REQUIRED ACTIONS:
A – In the announcement about the Jeremiah Mead collection, in what year was Mead named the first Cecil K. and Philip Drinker Professor of Environmental Physiology?
B – Continue the announcement about the Jeremiah Mead collection from its last sentence.

The Center for the History of Medicine is delighted to announce the recent acquisition of Jeremiah Mead’s personal and professional records. The collection consists of research records, correspondence, subject files, and writings produced and collected by Mead during his nearly six decades of leading research in the field of Respiratory Mechanics while working in the Department of Physiology at the Harvard School of Public Health (HSPH).
Mead (1920-2009) was a graduate of both Harvard College (1943) and Harvard Medical School (1946). He joined the faculty of the Department of Physiology at HSPH as Assistant Professor in 1950, was appointed Professor of Physiology in 1965, and was named the first Cecil K. and Philip Drinker Professor of Environmental Physiology in 1976 (Emeritus, 1987-2009).
By all accounts, Mead was a “tinkerer” and viewed lab work as “play”; he frequently built conceptual models out of household items and welcomed seemingly outlandish questions and hypotheses as the essential driving force of innovation. Mead realized his passion for research while engaged in cold-climate physiology experimentation during a post-war Army assignment at Fort Churchill, Manitoba, Canada, a field station for the Quartermaster Corps Climatic Research Laboratory (CRL) then based in Lawrence, Massachusetts (now the United States Army Research Institute of Environmental Medicine in Natick, Massachusetts). Upon his return from service, Mead left clinical medicine and sought to build a career in the lab. He found his place in the HSPH Department of Physiology under the leadership of James L. Whittenberger.

DATASET ENTRIES:
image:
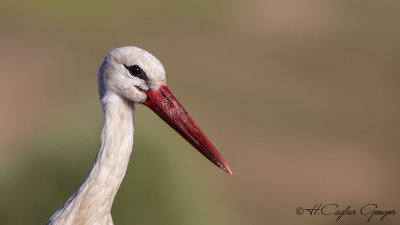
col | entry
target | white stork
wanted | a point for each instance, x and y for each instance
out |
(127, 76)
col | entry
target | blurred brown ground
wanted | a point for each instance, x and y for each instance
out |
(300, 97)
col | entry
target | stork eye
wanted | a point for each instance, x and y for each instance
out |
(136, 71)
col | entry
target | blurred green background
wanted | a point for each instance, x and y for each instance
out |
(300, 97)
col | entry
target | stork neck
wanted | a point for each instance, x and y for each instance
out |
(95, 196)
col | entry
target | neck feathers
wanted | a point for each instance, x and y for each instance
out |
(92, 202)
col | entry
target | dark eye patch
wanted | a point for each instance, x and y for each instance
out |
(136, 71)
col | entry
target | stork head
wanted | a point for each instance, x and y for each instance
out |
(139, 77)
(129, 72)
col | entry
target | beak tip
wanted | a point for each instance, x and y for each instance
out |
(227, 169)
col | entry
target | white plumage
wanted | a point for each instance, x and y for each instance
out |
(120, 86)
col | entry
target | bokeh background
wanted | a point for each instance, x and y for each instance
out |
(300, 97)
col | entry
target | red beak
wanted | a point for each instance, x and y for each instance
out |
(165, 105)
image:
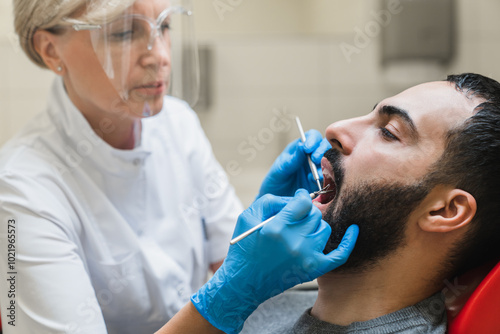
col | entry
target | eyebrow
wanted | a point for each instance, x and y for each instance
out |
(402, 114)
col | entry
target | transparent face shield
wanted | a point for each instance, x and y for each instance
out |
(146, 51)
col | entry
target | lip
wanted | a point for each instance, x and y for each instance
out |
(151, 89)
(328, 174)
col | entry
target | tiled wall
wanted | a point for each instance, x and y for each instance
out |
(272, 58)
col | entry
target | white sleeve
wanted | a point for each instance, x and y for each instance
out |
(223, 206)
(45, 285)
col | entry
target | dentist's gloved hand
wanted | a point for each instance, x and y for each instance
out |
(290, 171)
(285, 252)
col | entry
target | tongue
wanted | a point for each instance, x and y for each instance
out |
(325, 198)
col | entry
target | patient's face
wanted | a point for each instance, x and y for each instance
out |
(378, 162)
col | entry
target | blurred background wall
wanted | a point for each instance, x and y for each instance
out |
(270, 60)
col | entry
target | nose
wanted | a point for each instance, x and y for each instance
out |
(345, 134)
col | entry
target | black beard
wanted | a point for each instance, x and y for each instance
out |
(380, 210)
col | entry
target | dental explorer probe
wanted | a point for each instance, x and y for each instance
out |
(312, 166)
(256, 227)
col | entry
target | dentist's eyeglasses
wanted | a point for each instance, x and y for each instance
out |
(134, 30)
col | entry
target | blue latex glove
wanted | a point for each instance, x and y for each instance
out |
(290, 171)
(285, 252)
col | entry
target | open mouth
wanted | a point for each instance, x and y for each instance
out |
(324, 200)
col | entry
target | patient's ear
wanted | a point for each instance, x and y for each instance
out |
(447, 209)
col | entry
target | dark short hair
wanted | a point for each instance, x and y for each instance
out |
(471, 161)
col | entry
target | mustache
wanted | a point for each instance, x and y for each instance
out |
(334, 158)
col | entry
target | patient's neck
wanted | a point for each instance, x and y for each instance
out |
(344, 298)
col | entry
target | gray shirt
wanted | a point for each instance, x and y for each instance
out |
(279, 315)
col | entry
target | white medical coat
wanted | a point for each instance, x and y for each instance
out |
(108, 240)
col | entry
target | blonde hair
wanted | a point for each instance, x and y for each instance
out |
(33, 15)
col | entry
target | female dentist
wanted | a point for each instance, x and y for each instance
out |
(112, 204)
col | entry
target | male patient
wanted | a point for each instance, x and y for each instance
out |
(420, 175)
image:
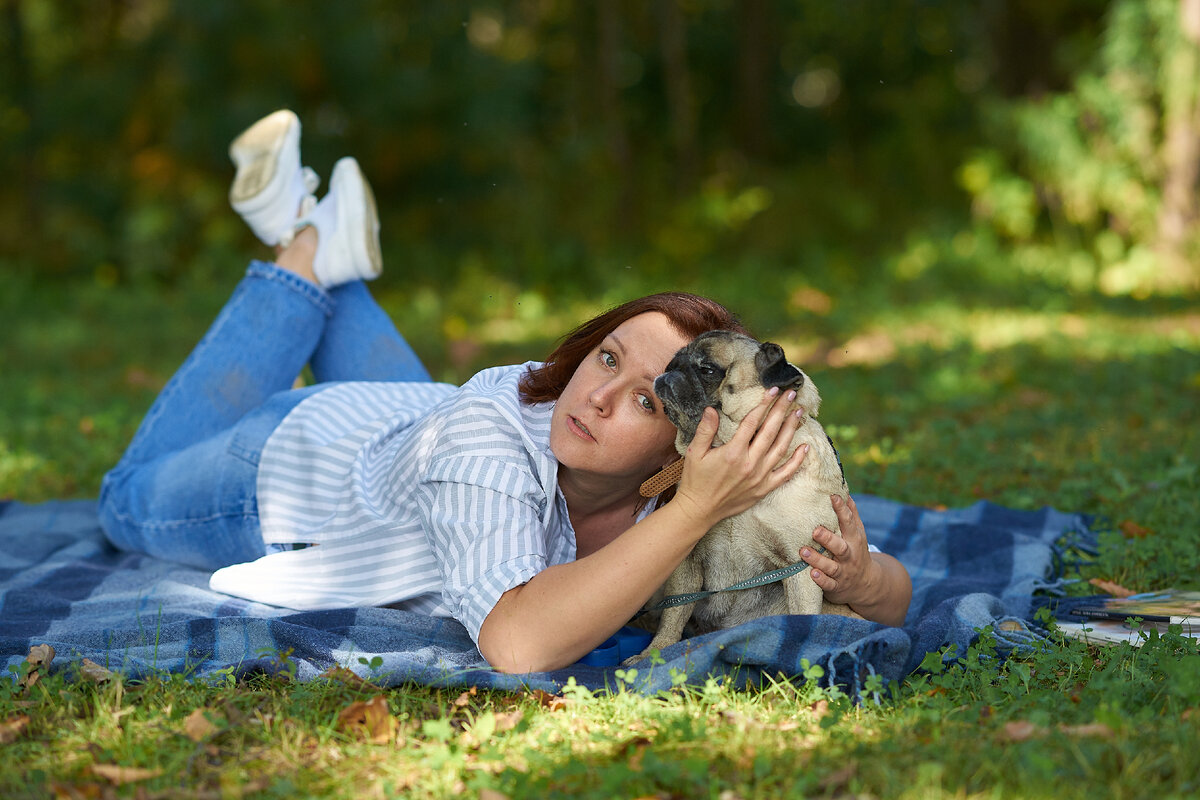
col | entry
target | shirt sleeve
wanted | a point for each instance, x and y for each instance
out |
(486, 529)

OUTPUTS BY TASK:
A – 1976

B –
Mead’s interest in decoding the normal mechanisms of breathing inspired the growth of a new field of Respiratory Mechanics that continued to expand throughout the latter half of the twentieth century. He and his collaborators developed methods and instruments for measuring air flow and evaluating pulmonary function with ever-increasing accuracy. In recent decades these tools have been applied to the treatment and relief of patients suffering from a host of medical conditions including, but not limited to, poliomyelitis, cystic fibrosis, and asthma. Perhaps the most widely recognized result of Mead’s work was the 1959 discovery, alongside then-research fellow Mary Ellen Avery, that newborns with fatal respiratory distress syndrome exhibited abnormal surface tension in the lungs; this breakthrough facilitated Avery’s later discovery of lung surfactant and the implementation of life-saving surfactant replacement therapy in newborns.